**Exercise 1**
Copy the gravity paradox thread again, starting at the words "It is not a" and stopping after "force of gravity.", and swap "accelerometer" for "force gauge".
**Exercise 2**
Carry on the gravity paradox thread from the point where it stops.

**Page**
• • • • • • •

Gravity - an accelerating frame paradox

[Dale]

This is nice but completely misses the point of why there is a need for those EM interaction to take place in the first place. An astronaut on the ISS can comfortably levitate above his chair for a long time and hardly interact with it at all. While the same astronaut on the ground cannot do this (unless he does work to compensate for the now present fictitious force) and he will feel the contact force.

You are completely misapplying the equivalence principle. The equivalence principle does NOT state that an astronaut on the ground (at rest in a gravitational field) is equivalent to an astronaut in orbit (free-falling in a gravitational field). It says that the astronaut on the ground (at rest in a gravitational field) is equivalent to an astronaut far from any source of gravity in an accelerating rocket (accelerating in the absence of gravity). The astronaut in orbit (free-falling in a gravitational field) is equivalent to an astronaut far from any source of gravity in a non-accelerating rocket (not accelerating in the absence of gravity). The contact forces are the same in the equivalent scenarios whether the fictitious force is due to gravitation or inertia.

Wow, you interpret the Newton's 3rd law quite rigidly. While it is in fact a disguised law of conservation of energy.

It is not a matter of interpretation, that is simply what it says. And it is conservation of momentum, not conservation of energy, although the two are closely related in relativity.

The fictitious force of acceleration and the contact force have both the same direction and magnitude

This is simply wrong. The fictitious force is gravity and gravity points down by definition. If the contact force were also pointing downwards then instead of sitting on the floor we would accelerate into the floor at 2g. Since we do not observe that happening it is clear that the contact force points upwards. And since the accelerometer reads 1g upwards it is clear that it does not detect the fictitious force of gravity.

• • • • • • •

**Dataset entries**
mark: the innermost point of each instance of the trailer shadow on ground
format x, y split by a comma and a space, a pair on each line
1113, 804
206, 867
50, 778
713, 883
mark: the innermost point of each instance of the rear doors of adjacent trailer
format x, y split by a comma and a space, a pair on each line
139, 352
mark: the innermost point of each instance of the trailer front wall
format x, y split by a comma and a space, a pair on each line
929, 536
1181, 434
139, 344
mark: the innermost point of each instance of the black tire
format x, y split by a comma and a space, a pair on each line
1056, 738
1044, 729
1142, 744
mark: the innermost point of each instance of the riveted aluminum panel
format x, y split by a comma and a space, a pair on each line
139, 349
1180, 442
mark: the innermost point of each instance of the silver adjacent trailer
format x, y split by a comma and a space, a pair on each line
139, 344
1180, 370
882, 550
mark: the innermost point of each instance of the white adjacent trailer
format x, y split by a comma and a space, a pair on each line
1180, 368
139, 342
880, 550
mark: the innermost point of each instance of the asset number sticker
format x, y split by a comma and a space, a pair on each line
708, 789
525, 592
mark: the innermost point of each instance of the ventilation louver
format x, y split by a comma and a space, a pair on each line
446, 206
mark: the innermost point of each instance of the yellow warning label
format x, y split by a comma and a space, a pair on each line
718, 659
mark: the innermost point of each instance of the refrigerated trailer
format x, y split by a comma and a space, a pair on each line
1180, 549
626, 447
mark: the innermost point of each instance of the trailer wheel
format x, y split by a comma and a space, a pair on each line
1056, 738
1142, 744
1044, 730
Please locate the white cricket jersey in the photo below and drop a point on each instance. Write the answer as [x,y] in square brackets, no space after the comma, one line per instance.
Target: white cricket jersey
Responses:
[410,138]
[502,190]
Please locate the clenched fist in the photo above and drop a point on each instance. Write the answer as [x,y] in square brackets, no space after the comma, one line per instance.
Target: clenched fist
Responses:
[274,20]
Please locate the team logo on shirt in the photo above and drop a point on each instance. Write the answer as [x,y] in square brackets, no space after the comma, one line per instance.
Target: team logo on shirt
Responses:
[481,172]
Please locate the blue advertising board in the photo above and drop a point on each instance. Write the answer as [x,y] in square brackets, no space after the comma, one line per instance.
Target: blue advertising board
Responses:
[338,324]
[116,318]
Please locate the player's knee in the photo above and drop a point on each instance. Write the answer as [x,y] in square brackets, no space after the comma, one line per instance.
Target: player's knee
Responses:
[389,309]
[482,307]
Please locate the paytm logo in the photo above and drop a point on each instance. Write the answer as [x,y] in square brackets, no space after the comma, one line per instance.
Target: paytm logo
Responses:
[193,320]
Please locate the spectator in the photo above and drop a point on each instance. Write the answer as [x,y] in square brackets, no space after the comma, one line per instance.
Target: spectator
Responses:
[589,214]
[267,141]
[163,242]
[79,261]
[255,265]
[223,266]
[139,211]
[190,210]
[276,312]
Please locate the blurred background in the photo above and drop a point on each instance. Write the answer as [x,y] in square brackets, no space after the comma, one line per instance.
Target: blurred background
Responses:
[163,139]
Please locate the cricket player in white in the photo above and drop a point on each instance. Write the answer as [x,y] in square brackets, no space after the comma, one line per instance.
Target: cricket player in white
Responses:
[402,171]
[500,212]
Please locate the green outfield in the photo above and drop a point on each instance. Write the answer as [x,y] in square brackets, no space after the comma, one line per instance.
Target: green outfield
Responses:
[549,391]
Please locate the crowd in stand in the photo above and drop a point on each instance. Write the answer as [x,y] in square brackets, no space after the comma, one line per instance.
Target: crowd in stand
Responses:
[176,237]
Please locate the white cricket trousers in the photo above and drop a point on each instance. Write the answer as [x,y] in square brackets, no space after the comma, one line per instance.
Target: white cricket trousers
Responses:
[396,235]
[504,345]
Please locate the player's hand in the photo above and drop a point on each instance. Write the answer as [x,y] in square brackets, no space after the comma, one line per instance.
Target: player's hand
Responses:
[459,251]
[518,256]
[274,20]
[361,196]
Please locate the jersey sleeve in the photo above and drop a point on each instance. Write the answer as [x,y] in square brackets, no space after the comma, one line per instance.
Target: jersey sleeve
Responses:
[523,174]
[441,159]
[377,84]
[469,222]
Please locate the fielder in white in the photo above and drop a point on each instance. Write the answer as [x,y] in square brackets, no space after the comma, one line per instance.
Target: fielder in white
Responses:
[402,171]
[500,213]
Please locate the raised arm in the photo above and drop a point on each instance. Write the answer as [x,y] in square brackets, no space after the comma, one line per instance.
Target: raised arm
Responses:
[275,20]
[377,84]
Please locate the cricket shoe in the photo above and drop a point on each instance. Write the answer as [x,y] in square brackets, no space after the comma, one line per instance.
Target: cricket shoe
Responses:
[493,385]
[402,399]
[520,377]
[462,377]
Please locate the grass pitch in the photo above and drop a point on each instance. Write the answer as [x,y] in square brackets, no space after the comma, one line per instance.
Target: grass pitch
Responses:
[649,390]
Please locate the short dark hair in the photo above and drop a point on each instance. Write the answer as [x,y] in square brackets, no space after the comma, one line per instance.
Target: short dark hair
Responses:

• • • • • • •

**Task response 1**
It is not a matter of interpretation, that is simply what it says. And it is conservation of momentum, not conservation of energy, although the two are closely related in relativity.

The fictitious force of acceleration and the contact force have both the same direction and magnitude

This is simply wrong. The fictitious force is gravity and gravity points down by definition. If the contact force were also pointing downwards then instead of sitting on the floor we would accelerate into the floor at 2g. Since we do not observe that happening it is clear that the contact force points upwards. And since the force gauge reads 1g upwards it is clear that it does not detect the fictitious force of gravity.

**Task response 2**
See Figure 4 here
http://eta.physics.uoguelph.ca/tutorials/fbd/intro.html

and paragraphs a and c here:
http://a-s.clayton.edu/campbell/physics/phys1112/Supplements/phys1111fb.htm

and example 1 here:
http://hrsbstaff.ednet.ns.ca/pvickers/normal_force_and_freebody_d.htm

 

[ZirkMan]

There is only one way to interpret Newton's third law: the forces involved are exactly equal but opposite, they arise from the same interaction, and they act on different bodies.


This is completely wrong. You started with a wrong premise and went off on a tangent from that incorrect premise. Newton's third law can be viewed as a consequence of conservation of momentum, not energy. What results from this derivation is that the interactions between particles must comprises paired equal but opposite forces -- Newton's third law. Construing the gravitational force and the normal force acting on some body as a third law interaction is erroneous.

If it is wrong or not totally depends on the definition of energy and its conservation and you seem to use a different one than me. Otherwise you wouldn't say the conservation of momentum is different to conservation of energy.

What conservation law would apply to a situation where a running steam engine train would hit a stationary train and move it away?
Is it only the law of conservation of momentum together with Newton's 3rd law? Or some other combination of various partial conservation laws?

Or can I say that the chemical energy released by the burning coal in the moving train's engine was translated into the final motion of the energy (and momentum) of the (before) stationary train?
I think I can say that and I'm sure that if you calculate how much energy was released by burning coal in the train's engine minus losses due to friction etc. you would get the exact energy (and momentum) the stationary train had after the impact. Because the law of conservation of energy (in this broad sense) is always true there cannot be a contact force without something else that powers it. And I don't see any other predecessor for that particular case than the fictitious force.

 

[ZirkMan]

This is simply wrong. The fictitious force is gravity and gravity points down by definition.
If the contact force were also pointing downwards then instead of sitting on the floor we would accelerate into the floor at 2g. Since we do not observe that happening it is clear that the contact force points upwards. And since the accelerometer reads 1g upwards it is clear that it does not detect the fictitious force of gravity.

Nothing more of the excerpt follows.